[Dataset entries]

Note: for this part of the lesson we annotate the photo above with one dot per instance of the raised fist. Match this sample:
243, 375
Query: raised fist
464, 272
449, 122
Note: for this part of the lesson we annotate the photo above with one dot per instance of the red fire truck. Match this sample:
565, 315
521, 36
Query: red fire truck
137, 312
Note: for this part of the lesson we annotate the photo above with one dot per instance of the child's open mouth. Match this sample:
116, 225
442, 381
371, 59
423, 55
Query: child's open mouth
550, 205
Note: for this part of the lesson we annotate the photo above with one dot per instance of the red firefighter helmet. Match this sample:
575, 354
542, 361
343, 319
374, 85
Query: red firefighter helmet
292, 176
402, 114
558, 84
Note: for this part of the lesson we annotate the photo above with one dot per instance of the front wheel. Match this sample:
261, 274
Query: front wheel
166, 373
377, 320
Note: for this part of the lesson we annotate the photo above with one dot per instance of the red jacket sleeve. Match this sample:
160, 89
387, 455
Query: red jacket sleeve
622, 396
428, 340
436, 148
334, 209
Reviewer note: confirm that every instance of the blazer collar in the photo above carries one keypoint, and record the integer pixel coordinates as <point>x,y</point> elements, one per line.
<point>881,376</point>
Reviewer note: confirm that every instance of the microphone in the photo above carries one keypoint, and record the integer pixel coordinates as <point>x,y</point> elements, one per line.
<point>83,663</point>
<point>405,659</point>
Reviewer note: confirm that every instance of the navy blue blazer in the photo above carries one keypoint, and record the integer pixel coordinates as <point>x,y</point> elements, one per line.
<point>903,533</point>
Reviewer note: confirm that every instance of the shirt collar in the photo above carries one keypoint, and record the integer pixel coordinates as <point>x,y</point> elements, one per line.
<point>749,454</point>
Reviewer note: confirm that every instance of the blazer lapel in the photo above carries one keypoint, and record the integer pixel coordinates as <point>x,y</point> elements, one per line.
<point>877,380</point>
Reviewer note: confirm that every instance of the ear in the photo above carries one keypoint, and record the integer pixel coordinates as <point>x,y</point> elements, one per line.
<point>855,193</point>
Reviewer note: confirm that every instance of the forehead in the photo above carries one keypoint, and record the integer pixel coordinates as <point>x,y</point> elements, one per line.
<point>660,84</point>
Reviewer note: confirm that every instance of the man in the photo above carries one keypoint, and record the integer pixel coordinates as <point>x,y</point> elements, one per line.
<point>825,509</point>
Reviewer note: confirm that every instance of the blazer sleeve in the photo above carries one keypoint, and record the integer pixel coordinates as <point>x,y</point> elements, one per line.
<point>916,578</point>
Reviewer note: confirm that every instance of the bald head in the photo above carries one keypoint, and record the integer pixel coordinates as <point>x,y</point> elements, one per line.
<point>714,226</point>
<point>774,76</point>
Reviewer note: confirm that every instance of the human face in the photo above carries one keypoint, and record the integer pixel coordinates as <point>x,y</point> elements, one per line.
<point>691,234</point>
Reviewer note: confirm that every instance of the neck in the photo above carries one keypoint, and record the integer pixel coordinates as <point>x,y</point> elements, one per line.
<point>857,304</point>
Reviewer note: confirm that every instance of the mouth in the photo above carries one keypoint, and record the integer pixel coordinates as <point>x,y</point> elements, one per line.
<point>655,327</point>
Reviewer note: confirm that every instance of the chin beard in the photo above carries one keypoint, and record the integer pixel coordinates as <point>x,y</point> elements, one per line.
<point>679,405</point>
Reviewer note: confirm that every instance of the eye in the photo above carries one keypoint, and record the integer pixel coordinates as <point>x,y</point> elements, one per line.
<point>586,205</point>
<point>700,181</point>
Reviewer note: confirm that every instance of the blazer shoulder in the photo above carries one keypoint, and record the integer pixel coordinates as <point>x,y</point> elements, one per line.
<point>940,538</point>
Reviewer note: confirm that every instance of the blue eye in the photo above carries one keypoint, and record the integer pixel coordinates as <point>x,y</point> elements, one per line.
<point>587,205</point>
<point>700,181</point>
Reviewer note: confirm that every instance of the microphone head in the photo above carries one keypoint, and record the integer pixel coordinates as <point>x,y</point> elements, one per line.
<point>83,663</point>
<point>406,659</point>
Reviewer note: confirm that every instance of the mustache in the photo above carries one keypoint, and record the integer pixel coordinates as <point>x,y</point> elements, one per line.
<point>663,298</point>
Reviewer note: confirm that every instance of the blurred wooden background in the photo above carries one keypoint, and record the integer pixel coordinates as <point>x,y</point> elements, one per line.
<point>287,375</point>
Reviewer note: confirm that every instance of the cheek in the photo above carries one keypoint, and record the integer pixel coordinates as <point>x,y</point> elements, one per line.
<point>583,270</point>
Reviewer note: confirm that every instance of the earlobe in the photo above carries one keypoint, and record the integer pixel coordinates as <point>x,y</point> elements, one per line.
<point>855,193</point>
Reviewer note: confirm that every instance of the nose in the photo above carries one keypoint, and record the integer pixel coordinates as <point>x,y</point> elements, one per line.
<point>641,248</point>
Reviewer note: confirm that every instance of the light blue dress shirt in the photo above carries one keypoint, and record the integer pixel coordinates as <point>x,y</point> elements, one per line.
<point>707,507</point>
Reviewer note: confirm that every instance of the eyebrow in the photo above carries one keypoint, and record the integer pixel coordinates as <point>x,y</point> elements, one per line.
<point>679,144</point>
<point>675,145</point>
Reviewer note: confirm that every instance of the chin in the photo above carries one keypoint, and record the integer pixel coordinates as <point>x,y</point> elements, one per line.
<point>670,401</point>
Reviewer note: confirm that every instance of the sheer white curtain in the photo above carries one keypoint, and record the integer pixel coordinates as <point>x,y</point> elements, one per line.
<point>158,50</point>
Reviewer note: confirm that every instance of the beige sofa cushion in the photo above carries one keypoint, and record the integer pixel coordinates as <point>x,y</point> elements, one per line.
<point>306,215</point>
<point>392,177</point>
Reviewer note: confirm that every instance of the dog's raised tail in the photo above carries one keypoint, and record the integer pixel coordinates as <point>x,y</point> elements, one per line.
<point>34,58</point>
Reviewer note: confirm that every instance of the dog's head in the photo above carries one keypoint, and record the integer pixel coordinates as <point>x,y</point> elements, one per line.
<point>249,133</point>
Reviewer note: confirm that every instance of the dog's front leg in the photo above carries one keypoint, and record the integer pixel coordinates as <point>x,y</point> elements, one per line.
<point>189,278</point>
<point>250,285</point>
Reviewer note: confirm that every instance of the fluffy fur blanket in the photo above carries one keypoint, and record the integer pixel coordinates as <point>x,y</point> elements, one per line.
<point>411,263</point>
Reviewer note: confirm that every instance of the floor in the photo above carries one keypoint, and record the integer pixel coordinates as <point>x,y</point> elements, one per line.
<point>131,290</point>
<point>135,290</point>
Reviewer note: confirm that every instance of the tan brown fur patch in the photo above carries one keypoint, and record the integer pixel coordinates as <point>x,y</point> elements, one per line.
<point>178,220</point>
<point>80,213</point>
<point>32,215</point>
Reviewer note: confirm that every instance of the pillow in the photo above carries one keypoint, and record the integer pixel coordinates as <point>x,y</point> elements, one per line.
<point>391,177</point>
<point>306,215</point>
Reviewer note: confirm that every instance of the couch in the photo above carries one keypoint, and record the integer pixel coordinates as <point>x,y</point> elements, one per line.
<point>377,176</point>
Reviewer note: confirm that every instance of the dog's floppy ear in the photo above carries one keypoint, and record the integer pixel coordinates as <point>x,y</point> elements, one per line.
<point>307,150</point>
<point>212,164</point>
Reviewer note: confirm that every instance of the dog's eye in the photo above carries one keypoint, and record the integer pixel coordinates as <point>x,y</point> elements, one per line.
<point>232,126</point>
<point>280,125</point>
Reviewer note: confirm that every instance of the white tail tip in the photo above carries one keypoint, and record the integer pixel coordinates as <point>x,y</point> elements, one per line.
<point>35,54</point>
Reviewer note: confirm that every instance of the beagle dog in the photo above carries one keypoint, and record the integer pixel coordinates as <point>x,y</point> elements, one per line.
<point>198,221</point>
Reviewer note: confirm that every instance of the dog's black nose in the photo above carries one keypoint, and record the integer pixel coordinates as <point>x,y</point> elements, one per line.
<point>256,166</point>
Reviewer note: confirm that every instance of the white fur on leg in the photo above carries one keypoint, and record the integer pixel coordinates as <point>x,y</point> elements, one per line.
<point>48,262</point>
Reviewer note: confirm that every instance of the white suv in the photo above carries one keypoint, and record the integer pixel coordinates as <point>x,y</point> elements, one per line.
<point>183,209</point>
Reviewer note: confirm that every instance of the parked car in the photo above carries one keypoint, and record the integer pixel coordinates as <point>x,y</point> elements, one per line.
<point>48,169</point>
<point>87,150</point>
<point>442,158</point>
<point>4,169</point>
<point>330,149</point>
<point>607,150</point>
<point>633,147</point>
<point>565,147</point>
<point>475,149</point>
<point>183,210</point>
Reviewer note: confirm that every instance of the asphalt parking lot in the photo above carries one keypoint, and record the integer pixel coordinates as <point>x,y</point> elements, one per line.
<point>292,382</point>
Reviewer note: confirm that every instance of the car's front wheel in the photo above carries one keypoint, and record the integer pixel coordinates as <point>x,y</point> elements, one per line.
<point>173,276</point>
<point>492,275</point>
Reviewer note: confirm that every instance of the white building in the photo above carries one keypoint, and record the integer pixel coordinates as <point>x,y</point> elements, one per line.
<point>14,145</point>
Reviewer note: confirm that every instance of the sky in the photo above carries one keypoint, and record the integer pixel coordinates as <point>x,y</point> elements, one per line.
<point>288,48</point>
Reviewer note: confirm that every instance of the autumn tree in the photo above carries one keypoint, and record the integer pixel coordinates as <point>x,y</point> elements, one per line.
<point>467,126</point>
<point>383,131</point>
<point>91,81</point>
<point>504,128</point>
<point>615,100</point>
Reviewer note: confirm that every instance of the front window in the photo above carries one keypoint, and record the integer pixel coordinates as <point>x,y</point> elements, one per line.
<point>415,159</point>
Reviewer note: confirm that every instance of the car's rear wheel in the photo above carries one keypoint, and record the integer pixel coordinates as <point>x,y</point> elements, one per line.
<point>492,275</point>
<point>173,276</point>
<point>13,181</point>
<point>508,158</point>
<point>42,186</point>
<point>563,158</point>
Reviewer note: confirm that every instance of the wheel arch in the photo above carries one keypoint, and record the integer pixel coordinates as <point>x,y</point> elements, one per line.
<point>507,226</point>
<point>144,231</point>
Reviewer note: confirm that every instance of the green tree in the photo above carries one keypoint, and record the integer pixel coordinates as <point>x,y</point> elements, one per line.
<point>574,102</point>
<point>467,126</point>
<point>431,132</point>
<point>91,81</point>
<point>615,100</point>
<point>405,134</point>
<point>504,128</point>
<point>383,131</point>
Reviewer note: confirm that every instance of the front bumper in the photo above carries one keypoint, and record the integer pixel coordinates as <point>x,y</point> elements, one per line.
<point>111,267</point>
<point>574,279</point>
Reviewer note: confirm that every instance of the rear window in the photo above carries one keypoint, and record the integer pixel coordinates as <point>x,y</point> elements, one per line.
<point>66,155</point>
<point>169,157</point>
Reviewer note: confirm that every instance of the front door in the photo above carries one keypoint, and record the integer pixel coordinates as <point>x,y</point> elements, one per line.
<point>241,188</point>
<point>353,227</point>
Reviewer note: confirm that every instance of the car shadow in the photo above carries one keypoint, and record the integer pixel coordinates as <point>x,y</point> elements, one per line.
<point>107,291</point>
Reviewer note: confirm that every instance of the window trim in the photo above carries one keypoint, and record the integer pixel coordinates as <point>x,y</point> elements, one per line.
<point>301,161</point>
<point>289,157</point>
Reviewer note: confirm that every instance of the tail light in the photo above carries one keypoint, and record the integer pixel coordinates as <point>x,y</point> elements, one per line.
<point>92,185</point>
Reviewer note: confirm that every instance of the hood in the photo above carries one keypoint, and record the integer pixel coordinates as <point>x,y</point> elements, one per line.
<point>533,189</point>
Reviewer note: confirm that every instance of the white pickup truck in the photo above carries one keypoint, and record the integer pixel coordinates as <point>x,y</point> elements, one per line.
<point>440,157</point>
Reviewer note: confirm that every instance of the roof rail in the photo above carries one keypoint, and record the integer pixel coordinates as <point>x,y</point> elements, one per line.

- [What you are asked to do]: Taking the line that contains "Reviewer note: confirm that every instance of the rear" as the first, reproduce every line through the end of the entries exactly.

- [Answer section]:
Reviewer note: confirm that every instance of the rear window in the photo above carries one keypoint, and record the integer pixel coordinates as <point>x,y</point> elements, one per line.
<point>66,155</point>
<point>169,157</point>
Reviewer note: confirm that every instance of the front door in the photo above carries one keypoint, and record the integer pixel coordinates as <point>x,y</point> elements, one per line.
<point>241,188</point>
<point>353,227</point>
Reviewer note: confirm that every instance of the car shadow in the photo above carries one keypoint, and record the integer pixel coordinates as <point>x,y</point> elements, one per line.
<point>107,291</point>
Reviewer note: confirm that every instance of the window trim in the photo above carries one keypoint, and record the integer pixel coordinates as <point>x,y</point> elements, one per line.
<point>301,161</point>
<point>289,157</point>
Reviewer note: confirm that every instance of the tail light in the photo above carries one keypoint, and record the integer pixel coordinates as <point>x,y</point> elements, one per line.
<point>92,185</point>
Reviewer note: confirm that every instance of the hood in the photo above carries one keypoint, and record the integer pixel coordinates as <point>x,y</point> elements, one per line.
<point>533,189</point>
Reviewer note: confirm that every instance of the white pickup truck in the photo above carries one keypoint, and record the integer pixel coordinates as <point>x,y</point> elements, one per line.
<point>440,157</point>
Reviewer note: confirm that every instance of the roof rail in the photo above carries one keypoint, and record the integer pixel coordinates as <point>x,y</point> elements, one per line.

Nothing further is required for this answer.